----- 页面摘录 -----

星期六晚上成功将一个生产环境数据库从9.2.0.6升级到10.2.0.1.
操作系统为windows 2003 enterprise edition sp1.
今天早上就出现数据库连接不上的状况, 登到server一看, listener挂掉, 起不来, 也不能以DBA登录到db, 报tns无监听程序,协议适配器错误.
查看sqlnet.log:
***********************************************************************
Fatal NI connect error 12505, connecting to: (DESCRIPTION=(ADDRESS=(PROTOCOL=TCP)(HOST=HIS01)(PORT=1521))(CONNECT_DATA=(SID=HIS)(CID=(PROGRAM=D:\oracle\product\10.2.0\HIS\bin\emagent.exe)(HOST=HIS)(USER=SYSTEM))))
VERSION INFORMATION:
TNS for 32-bit Windows: Version 10.2.0.1.0 - Production
Windows NT TCP/IP NT Protocol Adapter for 32-bit Windows: Version 10.2.0.1.0 - Production
Time: 01-12月-2008 11:38:42
Tracing not turned on.

-----

§ 操作说明: 请将页面摘录中从“星期六晚上成功将一个生产环境数据库从9.2.0.6升级到10.2.0.1.”开始、到“not turned on.”为止（两端均包括在内）的文字一字不差地抄录下来。

----- 数据部分 -----

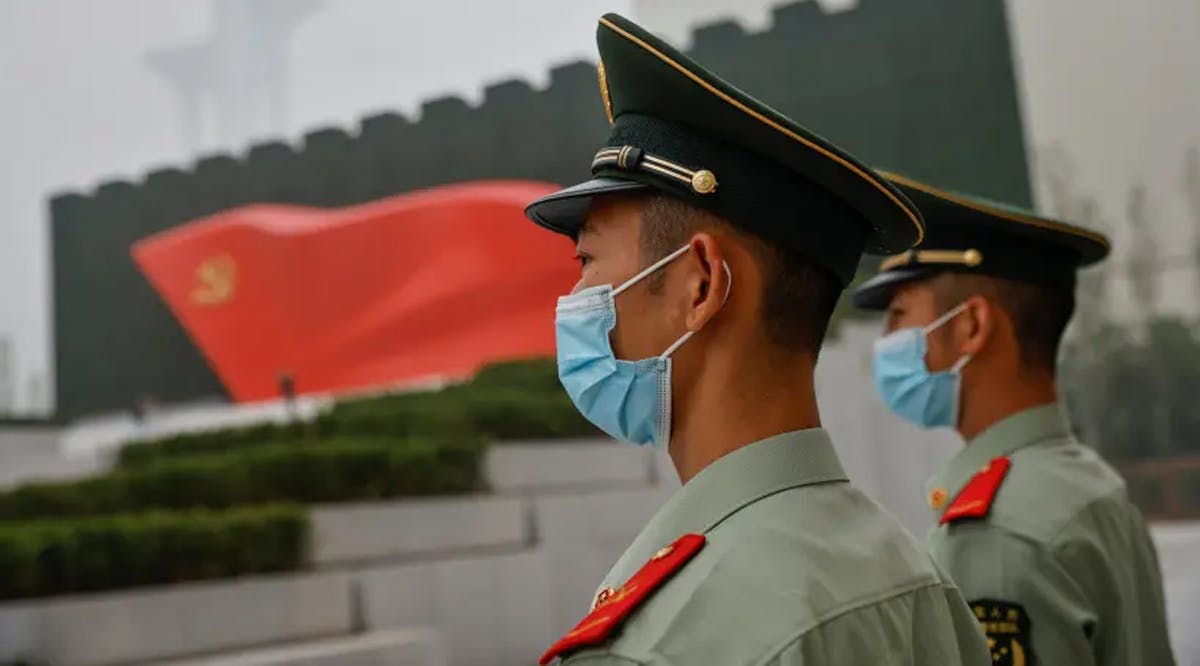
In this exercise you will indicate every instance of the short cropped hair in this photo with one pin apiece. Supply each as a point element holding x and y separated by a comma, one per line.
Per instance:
<point>798,297</point>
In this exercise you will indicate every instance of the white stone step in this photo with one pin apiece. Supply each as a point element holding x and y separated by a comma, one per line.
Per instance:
<point>400,647</point>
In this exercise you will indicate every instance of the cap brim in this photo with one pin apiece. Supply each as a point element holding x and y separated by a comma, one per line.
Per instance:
<point>876,293</point>
<point>564,210</point>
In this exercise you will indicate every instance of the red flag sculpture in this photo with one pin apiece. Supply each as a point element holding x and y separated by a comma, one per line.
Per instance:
<point>432,283</point>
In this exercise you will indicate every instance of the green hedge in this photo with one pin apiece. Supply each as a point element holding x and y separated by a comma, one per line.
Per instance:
<point>333,471</point>
<point>492,414</point>
<point>517,400</point>
<point>529,375</point>
<point>210,442</point>
<point>108,552</point>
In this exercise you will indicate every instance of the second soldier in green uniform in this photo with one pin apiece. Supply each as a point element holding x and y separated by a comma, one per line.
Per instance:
<point>1035,528</point>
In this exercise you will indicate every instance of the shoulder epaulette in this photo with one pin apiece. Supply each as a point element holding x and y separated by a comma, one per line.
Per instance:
<point>975,499</point>
<point>613,606</point>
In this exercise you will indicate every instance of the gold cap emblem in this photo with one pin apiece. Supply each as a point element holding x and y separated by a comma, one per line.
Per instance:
<point>703,181</point>
<point>604,91</point>
<point>937,498</point>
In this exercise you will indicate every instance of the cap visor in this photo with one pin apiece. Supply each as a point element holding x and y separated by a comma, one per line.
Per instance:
<point>564,210</point>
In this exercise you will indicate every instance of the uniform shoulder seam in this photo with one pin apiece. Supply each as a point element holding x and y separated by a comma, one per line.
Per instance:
<point>850,607</point>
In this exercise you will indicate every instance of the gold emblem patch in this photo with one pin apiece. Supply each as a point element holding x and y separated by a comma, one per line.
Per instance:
<point>216,280</point>
<point>1008,630</point>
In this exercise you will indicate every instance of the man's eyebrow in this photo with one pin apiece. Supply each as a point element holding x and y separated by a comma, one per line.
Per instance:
<point>585,227</point>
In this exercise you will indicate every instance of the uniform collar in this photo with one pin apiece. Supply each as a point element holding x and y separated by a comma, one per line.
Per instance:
<point>733,481</point>
<point>1002,438</point>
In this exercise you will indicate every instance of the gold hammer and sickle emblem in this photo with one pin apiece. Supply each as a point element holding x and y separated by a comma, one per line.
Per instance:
<point>216,279</point>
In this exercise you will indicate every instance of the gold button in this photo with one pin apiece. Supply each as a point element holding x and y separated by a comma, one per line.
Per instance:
<point>703,181</point>
<point>937,498</point>
<point>601,597</point>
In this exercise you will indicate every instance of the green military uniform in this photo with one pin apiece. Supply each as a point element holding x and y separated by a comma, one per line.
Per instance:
<point>799,568</point>
<point>1062,568</point>
<point>1036,529</point>
<point>767,556</point>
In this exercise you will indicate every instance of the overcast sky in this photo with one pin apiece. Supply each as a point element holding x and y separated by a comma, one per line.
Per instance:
<point>1114,83</point>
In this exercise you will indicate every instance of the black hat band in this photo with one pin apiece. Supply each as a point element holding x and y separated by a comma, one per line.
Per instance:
<point>631,159</point>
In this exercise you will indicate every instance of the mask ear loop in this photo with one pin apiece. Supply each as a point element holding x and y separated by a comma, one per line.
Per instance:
<point>941,321</point>
<point>687,336</point>
<point>651,269</point>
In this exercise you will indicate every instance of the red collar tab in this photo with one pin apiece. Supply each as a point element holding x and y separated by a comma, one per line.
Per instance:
<point>611,610</point>
<point>975,499</point>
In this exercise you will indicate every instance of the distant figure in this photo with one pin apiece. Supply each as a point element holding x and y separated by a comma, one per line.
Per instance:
<point>288,390</point>
<point>714,241</point>
<point>1036,529</point>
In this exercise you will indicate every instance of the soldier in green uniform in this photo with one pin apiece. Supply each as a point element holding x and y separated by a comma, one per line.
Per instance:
<point>1035,528</point>
<point>714,239</point>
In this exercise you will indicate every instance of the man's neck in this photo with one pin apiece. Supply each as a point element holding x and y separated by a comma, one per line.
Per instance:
<point>745,407</point>
<point>993,402</point>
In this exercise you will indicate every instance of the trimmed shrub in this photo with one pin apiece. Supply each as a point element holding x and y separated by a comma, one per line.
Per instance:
<point>462,412</point>
<point>516,400</point>
<point>210,442</point>
<point>335,471</point>
<point>87,555</point>
<point>528,375</point>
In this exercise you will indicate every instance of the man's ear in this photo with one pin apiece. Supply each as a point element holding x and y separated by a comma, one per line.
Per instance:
<point>976,324</point>
<point>707,280</point>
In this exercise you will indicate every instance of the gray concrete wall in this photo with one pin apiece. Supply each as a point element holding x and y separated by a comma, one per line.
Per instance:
<point>491,611</point>
<point>345,534</point>
<point>401,647</point>
<point>129,627</point>
<point>33,453</point>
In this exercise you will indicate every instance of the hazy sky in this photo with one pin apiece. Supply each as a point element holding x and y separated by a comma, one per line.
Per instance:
<point>79,105</point>
<point>1115,84</point>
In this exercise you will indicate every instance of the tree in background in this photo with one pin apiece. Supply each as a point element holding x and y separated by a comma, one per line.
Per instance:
<point>1129,385</point>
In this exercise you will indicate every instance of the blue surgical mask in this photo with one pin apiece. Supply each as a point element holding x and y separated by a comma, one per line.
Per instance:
<point>907,387</point>
<point>628,400</point>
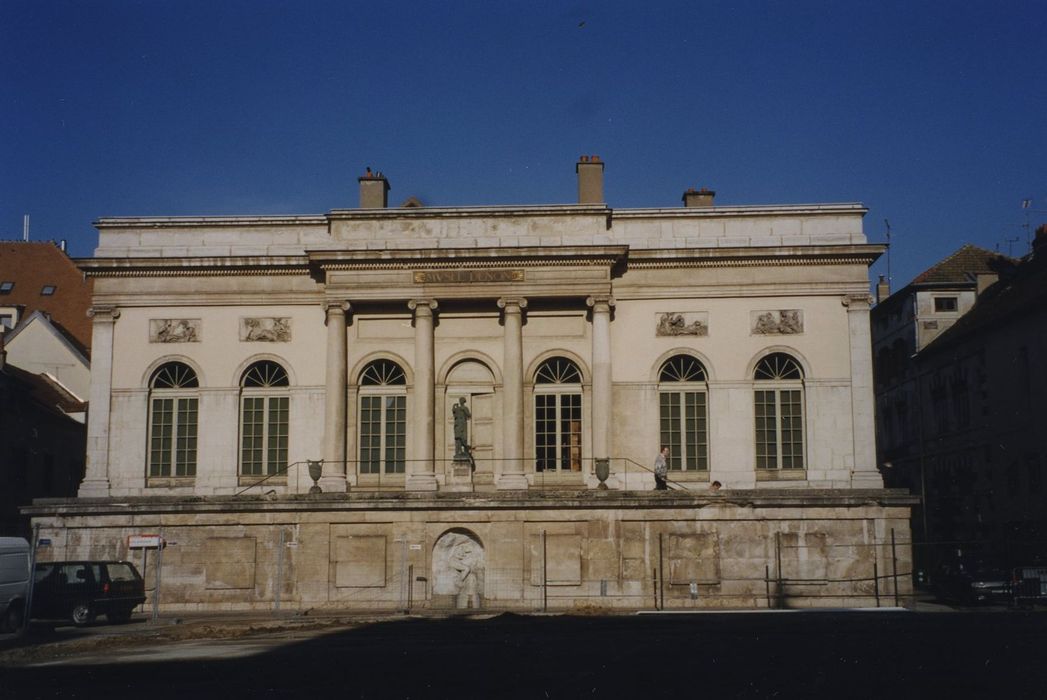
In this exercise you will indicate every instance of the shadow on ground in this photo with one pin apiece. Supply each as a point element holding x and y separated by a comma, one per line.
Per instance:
<point>848,654</point>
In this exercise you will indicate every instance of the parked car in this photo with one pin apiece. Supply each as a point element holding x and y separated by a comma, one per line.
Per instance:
<point>82,590</point>
<point>979,584</point>
<point>1030,585</point>
<point>14,582</point>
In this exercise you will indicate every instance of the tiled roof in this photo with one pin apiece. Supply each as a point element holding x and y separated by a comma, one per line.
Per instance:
<point>44,390</point>
<point>1021,293</point>
<point>31,266</point>
<point>960,267</point>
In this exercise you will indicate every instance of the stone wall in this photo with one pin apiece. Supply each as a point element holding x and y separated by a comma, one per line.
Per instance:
<point>503,551</point>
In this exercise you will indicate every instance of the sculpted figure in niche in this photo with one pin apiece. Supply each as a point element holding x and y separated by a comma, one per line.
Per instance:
<point>462,415</point>
<point>458,569</point>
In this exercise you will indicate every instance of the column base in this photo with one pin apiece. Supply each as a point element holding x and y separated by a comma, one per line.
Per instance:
<point>333,484</point>
<point>93,489</point>
<point>867,479</point>
<point>512,482</point>
<point>422,482</point>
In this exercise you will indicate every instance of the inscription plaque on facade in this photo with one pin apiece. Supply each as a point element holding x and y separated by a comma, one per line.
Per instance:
<point>783,322</point>
<point>265,330</point>
<point>464,276</point>
<point>689,323</point>
<point>174,330</point>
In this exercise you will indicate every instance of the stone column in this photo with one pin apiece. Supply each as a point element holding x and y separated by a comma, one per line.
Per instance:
<point>334,408</point>
<point>864,472</point>
<point>421,472</point>
<point>95,483</point>
<point>512,407</point>
<point>601,375</point>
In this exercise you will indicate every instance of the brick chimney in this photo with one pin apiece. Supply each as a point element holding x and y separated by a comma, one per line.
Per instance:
<point>589,171</point>
<point>374,190</point>
<point>883,289</point>
<point>694,198</point>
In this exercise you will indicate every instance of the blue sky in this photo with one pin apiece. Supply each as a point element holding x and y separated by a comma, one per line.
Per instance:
<point>933,114</point>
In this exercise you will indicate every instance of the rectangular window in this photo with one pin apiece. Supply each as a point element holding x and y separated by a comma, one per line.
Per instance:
<point>684,428</point>
<point>558,432</point>
<point>383,434</point>
<point>779,429</point>
<point>263,444</point>
<point>173,437</point>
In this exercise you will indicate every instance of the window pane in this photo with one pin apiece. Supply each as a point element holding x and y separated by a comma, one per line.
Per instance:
<point>186,437</point>
<point>160,431</point>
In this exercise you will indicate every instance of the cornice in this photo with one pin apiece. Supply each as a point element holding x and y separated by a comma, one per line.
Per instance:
<point>194,267</point>
<point>466,257</point>
<point>754,256</point>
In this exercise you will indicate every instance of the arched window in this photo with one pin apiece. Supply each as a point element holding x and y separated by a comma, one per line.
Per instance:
<point>558,416</point>
<point>173,413</point>
<point>684,413</point>
<point>779,412</point>
<point>264,407</point>
<point>383,419</point>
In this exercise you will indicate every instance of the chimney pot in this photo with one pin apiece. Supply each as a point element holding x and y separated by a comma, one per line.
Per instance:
<point>589,172</point>
<point>374,190</point>
<point>883,289</point>
<point>700,198</point>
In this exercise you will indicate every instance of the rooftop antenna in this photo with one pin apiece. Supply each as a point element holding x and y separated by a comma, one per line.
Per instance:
<point>888,224</point>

-----

§ 本题作答:
星期六晚上成功将一个生产环境数据库从9.2.0.6升级到10.2.0.1.
操作系统为windows 2003 enterprise edition sp1.
今天早上就出现数据库连接不上的状况, 登到server一看, listener挂掉, 起不来, 也不能以DBA登录到db, 报tns无监听程序,协议适配器错误.
查看sqlnet.log:
***********************************************************************
Fatal NI connect error 12505, connecting to: (DESCRIPTION=(ADDRESS=(PROTOCOL=TCP)(HOST=HIS01)(PORT=1521))(CONNECT_DATA=(SID=HIS)(CID=(PROGRAM=D:\oracle\product\10.2.0\HIS\bin\emagent.exe)(HOST=HIS)(USER=SYSTEM))))
VERSION INFORMATION:
TNS for 32-bit Windows: Version 10.2.0.1.0 - Production
Windows NT TCP/IP NT Protocol Adapter for 32-bit Windows: Version 10.2.0.1.0 - Production
Time: 01-12月-2008 11:38:42
Tracing not turned on.